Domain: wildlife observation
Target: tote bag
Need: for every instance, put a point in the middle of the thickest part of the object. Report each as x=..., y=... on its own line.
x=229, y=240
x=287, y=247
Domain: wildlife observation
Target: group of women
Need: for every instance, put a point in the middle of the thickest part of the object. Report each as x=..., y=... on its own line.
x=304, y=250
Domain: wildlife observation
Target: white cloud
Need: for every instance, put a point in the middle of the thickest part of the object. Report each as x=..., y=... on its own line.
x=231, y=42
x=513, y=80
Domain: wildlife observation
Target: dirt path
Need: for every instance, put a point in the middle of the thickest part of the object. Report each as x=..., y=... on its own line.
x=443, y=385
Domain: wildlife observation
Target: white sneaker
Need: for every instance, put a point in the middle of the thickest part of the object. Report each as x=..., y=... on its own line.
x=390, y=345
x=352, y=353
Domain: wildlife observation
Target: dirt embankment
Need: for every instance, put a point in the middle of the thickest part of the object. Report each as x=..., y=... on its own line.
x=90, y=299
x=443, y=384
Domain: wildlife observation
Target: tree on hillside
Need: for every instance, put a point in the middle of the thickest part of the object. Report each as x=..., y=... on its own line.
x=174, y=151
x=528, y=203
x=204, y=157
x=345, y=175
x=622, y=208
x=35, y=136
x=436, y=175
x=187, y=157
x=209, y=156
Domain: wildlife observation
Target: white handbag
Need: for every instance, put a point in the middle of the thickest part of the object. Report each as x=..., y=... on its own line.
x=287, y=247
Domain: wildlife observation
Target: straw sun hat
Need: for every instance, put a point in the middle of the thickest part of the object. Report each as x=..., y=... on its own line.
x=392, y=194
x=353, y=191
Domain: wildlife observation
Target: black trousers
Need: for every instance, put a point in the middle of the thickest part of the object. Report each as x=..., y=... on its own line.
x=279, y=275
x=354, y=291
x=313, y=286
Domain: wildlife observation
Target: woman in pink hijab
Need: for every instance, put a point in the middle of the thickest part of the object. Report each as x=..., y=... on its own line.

★ ★ ★ ★ ★

TASK DETAILS
Exact copies of the lines from the start of the data up to the line holding "Target: straw sun hat", both included, are all that is needed.

ANSWER FOR THIS EXERCISE
Domain: wildlife observation
Target: tote bag
Need: for every instance, put a point in the middle of the thickest part of the object. Report each as x=..., y=... on its own line.
x=229, y=240
x=287, y=247
Domain: wildlife observation
Target: group of women
Need: for every instance, put a point in the middle of the thickest part of the object. Report each as x=..., y=... on its own line.
x=304, y=250
Domain: wildlife observation
Target: white cloud
Need: for every instance, put a point in the middle of the thickest part of the object. Report each as x=..., y=... on its own line.
x=231, y=42
x=513, y=80
Domain: wildlife observation
Target: dirt path
Need: for every instance, put a point in the middle of the thickest part of the object. Report each as x=..., y=... on its own line.
x=443, y=385
Domain: wildlife observation
Target: white sneaker
Need: for every instance, put a point in the middle of the thickest part of the object. Report each as x=..., y=... on its own line.
x=390, y=345
x=352, y=353
Domain: wildlife observation
Target: dirt embankment
Need: for every instance, put a point in the middle of the thickest part of the object. Report each as x=..., y=... on its own line.
x=90, y=299
x=443, y=384
Domain: wildlife observation
Target: tree on hillside
Need: for every instance, put a point in the middle of the thickest part of the object. Report each as x=..., y=... on its own line.
x=174, y=151
x=528, y=203
x=204, y=157
x=345, y=175
x=622, y=208
x=35, y=136
x=436, y=175
x=187, y=157
x=209, y=156
Domain: wildlife observation
Target: white handbag
Need: for every instance, put a point in the middle of the thickest part of the object. Report each as x=..., y=... on its own line.
x=287, y=247
Domain: wildlife observation
Target: straw sun hat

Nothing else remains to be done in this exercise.